**EXERCISE**
Reproduce the lines verbatim, beginning with the first one and stopping after the line that contains "box: [0, 0, 122, 76]".

[Extracted lines]
++++++++++

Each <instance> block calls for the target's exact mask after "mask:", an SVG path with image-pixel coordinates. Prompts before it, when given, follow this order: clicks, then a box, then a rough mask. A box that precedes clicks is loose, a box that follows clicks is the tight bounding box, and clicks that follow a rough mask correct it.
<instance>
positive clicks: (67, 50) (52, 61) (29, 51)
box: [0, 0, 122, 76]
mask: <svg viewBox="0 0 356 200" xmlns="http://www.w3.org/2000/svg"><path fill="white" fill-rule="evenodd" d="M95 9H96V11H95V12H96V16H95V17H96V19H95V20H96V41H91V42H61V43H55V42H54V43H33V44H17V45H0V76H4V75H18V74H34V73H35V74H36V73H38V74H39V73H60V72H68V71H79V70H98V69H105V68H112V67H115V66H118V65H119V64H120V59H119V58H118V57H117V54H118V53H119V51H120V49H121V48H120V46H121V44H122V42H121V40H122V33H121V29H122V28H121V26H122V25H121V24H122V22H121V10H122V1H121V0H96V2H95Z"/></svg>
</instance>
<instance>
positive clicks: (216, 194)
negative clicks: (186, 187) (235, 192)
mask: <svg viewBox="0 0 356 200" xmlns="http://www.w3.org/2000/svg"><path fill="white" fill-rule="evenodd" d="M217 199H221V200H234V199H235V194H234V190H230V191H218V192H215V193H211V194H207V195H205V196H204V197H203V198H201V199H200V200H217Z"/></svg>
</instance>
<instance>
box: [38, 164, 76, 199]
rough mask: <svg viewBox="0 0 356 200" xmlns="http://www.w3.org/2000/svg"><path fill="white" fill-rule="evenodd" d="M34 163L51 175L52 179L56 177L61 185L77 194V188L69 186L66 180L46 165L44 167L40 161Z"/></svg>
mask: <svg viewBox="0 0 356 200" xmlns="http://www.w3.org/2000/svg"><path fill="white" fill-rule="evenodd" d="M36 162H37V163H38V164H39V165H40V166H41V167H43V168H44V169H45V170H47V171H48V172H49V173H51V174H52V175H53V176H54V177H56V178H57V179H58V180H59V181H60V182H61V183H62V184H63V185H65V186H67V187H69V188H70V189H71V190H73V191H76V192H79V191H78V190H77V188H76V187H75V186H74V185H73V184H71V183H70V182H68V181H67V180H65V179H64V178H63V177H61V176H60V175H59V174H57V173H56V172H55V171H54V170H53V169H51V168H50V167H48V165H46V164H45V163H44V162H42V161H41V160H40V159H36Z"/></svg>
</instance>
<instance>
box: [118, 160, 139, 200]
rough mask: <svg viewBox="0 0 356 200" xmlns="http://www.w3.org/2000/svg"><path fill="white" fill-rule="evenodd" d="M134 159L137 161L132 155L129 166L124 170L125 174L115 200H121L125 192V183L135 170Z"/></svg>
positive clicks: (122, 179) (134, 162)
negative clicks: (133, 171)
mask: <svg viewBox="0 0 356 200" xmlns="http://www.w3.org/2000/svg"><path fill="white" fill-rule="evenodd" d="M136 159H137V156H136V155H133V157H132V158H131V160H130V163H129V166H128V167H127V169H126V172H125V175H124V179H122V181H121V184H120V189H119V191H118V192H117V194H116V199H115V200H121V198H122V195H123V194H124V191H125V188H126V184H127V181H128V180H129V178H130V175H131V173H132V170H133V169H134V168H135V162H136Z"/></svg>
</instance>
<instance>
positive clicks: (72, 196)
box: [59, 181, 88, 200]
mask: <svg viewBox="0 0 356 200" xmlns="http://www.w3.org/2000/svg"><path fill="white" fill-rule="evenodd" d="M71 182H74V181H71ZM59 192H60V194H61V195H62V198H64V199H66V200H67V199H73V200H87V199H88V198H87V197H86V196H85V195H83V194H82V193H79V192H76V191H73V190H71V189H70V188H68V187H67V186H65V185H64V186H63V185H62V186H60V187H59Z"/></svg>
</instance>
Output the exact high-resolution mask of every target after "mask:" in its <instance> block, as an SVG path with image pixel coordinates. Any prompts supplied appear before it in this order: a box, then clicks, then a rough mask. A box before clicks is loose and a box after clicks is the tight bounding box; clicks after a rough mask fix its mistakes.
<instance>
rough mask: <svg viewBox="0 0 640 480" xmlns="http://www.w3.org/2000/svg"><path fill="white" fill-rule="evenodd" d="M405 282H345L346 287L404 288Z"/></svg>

++++++++++

**ANSWER TO THIS PROBLEM**
Each <instance> block calls for the target's exact mask after "mask:", an SVG path with image-pixel coordinates. Prompts before it, when given, follow this order: clicks, then a box, then a rough mask. A box that precedes clicks is loose, a box that follows clicks is the tight bounding box, and clicks that follow a rough mask correct it.
<instance>
positive clicks: (67, 50) (52, 61) (29, 51)
box: [0, 0, 122, 76]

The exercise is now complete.